> _SOURCE DATA_
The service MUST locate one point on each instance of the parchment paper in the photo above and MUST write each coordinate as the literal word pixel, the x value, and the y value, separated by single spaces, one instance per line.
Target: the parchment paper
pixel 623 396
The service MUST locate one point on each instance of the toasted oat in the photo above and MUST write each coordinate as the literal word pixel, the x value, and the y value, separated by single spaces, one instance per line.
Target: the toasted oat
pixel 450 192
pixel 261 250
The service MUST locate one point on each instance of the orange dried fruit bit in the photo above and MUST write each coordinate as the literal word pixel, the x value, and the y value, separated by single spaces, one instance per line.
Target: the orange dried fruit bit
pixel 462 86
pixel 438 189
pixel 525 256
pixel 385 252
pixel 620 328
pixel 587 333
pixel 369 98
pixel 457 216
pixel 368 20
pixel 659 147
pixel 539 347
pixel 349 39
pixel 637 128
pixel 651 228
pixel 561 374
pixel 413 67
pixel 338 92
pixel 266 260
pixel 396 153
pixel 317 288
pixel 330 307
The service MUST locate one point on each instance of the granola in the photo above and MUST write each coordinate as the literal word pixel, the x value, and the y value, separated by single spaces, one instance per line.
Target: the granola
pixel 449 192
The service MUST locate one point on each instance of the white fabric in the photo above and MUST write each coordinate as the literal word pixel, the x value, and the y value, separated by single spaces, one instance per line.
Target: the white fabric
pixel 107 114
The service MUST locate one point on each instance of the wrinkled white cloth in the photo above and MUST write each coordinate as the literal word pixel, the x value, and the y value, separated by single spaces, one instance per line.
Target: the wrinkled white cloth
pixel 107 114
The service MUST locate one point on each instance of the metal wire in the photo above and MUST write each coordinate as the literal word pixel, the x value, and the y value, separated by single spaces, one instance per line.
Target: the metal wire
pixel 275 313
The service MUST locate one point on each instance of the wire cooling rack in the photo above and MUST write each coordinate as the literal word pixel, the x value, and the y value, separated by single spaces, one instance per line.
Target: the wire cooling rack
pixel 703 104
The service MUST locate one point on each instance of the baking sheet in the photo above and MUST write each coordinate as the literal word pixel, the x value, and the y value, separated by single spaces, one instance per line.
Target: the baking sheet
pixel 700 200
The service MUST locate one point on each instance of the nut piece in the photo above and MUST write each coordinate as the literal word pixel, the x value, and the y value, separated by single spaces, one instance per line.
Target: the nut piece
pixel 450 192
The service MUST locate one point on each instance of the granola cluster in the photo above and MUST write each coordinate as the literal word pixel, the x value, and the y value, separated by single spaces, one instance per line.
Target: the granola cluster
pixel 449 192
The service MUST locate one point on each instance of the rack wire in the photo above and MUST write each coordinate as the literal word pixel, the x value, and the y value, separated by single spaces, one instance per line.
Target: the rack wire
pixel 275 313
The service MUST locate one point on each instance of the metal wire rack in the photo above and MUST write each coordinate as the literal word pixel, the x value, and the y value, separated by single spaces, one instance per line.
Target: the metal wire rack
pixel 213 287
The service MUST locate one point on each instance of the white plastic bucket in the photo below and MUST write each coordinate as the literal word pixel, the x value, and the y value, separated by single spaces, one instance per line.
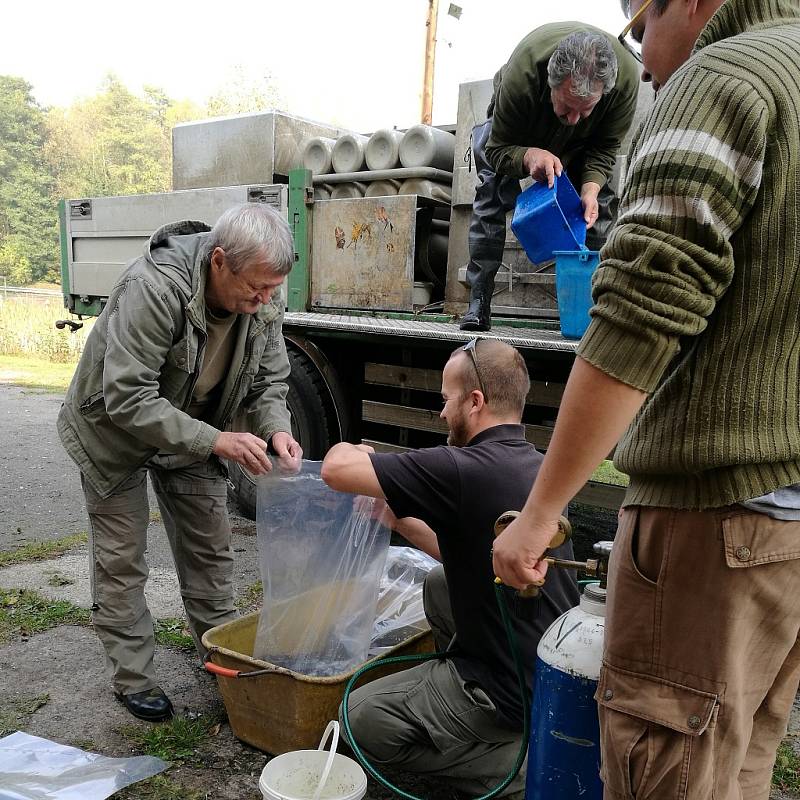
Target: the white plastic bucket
pixel 314 774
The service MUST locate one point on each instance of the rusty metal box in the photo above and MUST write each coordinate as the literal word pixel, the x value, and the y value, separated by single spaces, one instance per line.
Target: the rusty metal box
pixel 362 253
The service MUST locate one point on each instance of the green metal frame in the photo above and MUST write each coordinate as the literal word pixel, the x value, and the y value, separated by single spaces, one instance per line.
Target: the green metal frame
pixel 301 194
pixel 91 306
pixel 62 232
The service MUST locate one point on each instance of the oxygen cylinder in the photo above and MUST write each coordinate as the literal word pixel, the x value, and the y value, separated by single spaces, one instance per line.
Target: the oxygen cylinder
pixel 564 749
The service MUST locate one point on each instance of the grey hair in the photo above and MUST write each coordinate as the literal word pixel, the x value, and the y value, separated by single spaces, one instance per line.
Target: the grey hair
pixel 250 231
pixel 587 59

> _DESCRIPTION OF THE TASK_
Scale the part that opens with the line containing "the granola in" and closes with the line containing "pixel 703 104" by writing out every line in it, including those without coordinates. Multiply each answer coordinate by 0.75 and round to a whole number, with halves going up.

> _FULL SOLUTION_
The service MUST locate one point on each instance of the granola in the photo above and MUST write each coordinate as the literal word pixel, the x value, and the y value, separated by single spaces, one instance per line.
Target: the granola
pixel 337 144
The service MUST locate one point on each instance of the white fabric in the photo above and MUST write each coordinate as the literal word pixel, the x value, and the y value, separated by single spaces, one instance per line.
Target: the white fabric
pixel 80 86
The service MUST locate one point on each instance of the wrinkled white cloth in the photo above and MUST write each coordinate as the literal word pixel, the x value, and the y value, separated by single spaces, one instance per line.
Target: the wrinkled white cloth
pixel 80 86
The service MUST locate one point on each instance of the metal wire in the photo above and MUST write each coordinate as the literal word pixel, the x value, and the y value, separated by single spaces, one instance per line.
Target: the metal wire
pixel 206 235
The service MUST locate one point on each instance of the wire cooling rack in the photo above and MUST write each coordinate as the literal word pixel, the x value, and the y value, separated by single spaces, one instance per line.
Target: the wire cooling rack
pixel 527 78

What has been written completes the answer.